Neither this report nor the information contained herein shall constitute an offer to sell or the solicitation of an offer to buy any securities, nor shall there be any sale of securities in any jurisdiction in which such offer, solicitation or sale would be unlawful prior to registration or qualification under the securities laws of any such jurisdiction. No offering of securities in the United States or Mexico will be made except pursuant to an effective registration statement and by means of the prospectus included in such registration statement and the related materials filed with the SEC and the CNBV. The securities discussed herein will not be offered or acquired until the CNBV has authorized the proposed exchange offer, as provided for in the Mexican Securities Act (Ley del Mercado de Valores), and the SEC has declared effective the Registration Statement related to the proposed exchange offer that has been filed.
Certain Information Concerning Participants
Sempra and its directors, executive officers and other members of management and employees may be deemed to be participants in the solicitation of tenders of securities in connection with the proposed exchange offer. Information about Sempra’s directors and executive officers is included or incorporated by reference in its Annual Report on Form 10-K for the year ended December 31, 2020 filed with the SEC on February 25, 2021.
Forward-Looking Statements
This report contains statements that constitute forward-looking statements within the meaning of the Private Securities Litigation Reform Act of 1995. Forward-looking statements are based on assumptions with respect to the future, involve risks and uncertainties, and are not guarantees. Future results may differ materially from those expressed in any forward-looking statements. These forward-looking statements represent our estimates and assumptions only as of the date of this report. We assume no obligation to update or revise any forward-looking statement as a result of new information, future events or other factors.
Forward-looking statements in this report include any statements regarding the ability to complete the proposed transactions described herein on the anticipated timeline or at all, the anticipated benefits of these transactions if completed, the projected impact of these transactions on Sempra’s performance or opportunities, and any other statements regarding Sempra’s expectations, beliefs, plans, objectives or prospects or future performance or financial condition as a result of or in connection with these transactions. In this report, forward-looking statements can be identified by words such as “believes,” “expects,” “anticipates,” “plans,” “estimates,” “projects,” “forecasts,” “should,” “could,” “would,” “will,” “confident,” “may,” “can,” “potential,” “possible,” “proposed,” “in process,” “under construction,” “in development,” “target,” “outlook,” “maintain,” “continue,” or similar expressions, or when we discuss our guidance, priorities, strategy, goals, vision, mission, opportunities, projections, intentions or expectations.

———

Assignment 1:
Answer from the Sempra report excerpt:
(a) Under which Mexican statute does the CNBV authorize the proposed exchange offer?
(b) On what date was Sempra's Form 10-K for the year ended December 31, 2020 filed with the SEC?
(c) Which 1995 act gives the meaning of the forward-looking statements?
Assignment 2:
Decide whether the Sempra report excerpt supports each statement. Answer yes or no and quote the deciding words.
(a) The report commits to revising its forward-looking statements when new information becomes available.
(b) Sempra employees may be deemed participants in the solicitation of tenders for the proposed exchange offer.
(c) The word "confident" is one of the words that can identify a forward-looking statement in the report.

———

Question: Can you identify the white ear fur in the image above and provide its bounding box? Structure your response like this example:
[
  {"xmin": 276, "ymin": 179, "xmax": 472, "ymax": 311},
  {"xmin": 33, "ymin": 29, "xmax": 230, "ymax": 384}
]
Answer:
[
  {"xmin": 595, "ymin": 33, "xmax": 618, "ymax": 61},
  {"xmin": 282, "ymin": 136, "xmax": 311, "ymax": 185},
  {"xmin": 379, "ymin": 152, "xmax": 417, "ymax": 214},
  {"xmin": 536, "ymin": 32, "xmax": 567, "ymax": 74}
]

———

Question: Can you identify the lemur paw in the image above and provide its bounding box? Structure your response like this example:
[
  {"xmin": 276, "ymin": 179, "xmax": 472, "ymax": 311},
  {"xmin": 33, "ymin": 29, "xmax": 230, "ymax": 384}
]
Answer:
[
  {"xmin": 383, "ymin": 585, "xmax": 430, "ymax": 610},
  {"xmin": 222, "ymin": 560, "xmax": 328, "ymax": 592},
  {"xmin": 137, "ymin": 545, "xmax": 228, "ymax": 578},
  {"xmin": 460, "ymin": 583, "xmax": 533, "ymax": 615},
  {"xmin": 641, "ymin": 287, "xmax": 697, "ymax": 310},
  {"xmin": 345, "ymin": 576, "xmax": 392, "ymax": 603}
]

———

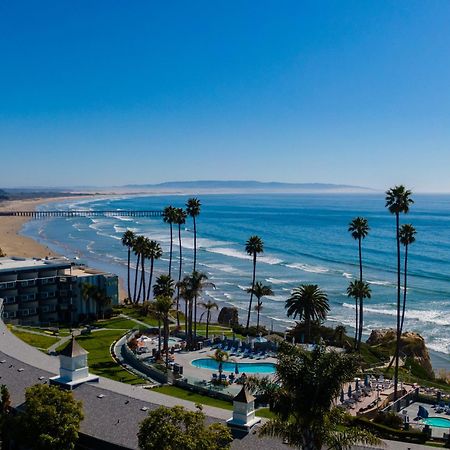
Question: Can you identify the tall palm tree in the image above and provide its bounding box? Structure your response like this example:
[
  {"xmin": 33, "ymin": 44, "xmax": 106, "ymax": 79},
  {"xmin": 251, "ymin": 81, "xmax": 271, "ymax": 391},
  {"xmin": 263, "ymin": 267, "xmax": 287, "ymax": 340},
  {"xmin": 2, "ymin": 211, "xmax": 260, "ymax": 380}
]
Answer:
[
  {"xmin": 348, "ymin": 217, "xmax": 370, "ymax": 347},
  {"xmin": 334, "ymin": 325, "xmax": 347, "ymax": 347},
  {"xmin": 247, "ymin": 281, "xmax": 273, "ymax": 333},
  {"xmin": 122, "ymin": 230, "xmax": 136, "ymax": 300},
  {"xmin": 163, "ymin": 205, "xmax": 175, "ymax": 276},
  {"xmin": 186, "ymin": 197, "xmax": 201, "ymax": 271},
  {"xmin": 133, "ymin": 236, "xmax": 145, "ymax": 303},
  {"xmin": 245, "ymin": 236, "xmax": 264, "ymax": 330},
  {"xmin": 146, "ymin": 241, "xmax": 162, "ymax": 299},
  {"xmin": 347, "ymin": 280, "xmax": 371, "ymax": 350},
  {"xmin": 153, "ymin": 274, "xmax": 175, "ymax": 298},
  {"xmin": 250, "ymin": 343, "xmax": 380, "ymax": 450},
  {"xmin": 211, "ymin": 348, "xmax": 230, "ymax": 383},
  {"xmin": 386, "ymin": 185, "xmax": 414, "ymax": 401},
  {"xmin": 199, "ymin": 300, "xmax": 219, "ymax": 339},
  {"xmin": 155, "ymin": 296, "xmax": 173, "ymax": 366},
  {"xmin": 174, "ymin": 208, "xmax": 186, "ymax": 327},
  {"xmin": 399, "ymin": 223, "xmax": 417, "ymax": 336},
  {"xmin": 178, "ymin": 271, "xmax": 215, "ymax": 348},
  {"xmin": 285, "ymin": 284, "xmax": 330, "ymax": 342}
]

———

Answer area 1:
(a) The Mexican Securities Act (Ley del Mercado de Valores)
(b) February 25, 2021
(c) The Private Securities Litigation Reform Act of 1995

Answer area 2:
(a) No: "We assume no obligation to update or revise any forward-looking statement as a result of new information, future events or other factors."
(b) Yes: "Sempra and its directors, executive officers and other members of management and employees may be deemed to be participants in the solicitation of tenders of securities in connection with the proposed exchange offer."
(c) Yes: "“will,” “confident,” “may,”"